# Information provided:
· · · · ·
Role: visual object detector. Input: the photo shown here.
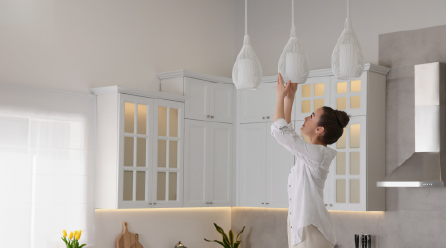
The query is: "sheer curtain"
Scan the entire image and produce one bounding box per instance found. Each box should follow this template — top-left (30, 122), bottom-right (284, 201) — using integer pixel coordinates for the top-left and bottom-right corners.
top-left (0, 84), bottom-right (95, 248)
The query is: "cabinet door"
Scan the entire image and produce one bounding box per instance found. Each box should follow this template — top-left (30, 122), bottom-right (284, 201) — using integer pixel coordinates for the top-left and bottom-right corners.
· · · · ·
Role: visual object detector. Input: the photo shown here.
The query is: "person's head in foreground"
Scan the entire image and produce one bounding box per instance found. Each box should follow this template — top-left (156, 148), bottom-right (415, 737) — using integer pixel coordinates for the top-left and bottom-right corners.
· · · · ·
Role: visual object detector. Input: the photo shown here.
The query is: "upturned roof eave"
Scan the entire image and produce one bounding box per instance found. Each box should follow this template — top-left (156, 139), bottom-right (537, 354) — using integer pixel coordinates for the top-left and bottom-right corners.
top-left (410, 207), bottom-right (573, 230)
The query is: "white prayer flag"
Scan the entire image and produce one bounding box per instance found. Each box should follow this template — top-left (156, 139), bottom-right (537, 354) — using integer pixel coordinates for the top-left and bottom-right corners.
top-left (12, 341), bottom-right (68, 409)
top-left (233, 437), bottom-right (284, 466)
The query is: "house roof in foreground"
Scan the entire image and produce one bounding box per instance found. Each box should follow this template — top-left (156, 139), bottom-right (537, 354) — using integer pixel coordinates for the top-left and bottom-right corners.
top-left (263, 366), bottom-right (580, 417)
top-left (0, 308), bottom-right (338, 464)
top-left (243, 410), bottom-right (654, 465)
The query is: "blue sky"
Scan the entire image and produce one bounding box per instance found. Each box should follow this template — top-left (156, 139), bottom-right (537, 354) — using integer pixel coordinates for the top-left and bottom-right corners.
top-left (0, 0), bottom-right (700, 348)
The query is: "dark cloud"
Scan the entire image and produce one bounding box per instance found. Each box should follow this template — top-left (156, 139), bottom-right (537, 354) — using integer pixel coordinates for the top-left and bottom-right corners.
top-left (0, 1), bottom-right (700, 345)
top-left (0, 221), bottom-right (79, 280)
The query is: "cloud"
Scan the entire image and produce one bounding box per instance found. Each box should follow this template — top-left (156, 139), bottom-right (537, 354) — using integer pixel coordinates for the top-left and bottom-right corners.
· · · · ·
# Directive:
Pick out every line in the records above that contains the string "cloud", and copy each one in full. Case counts.

# Answer below:
The query is: "dark cloud"
The query is: "cloud"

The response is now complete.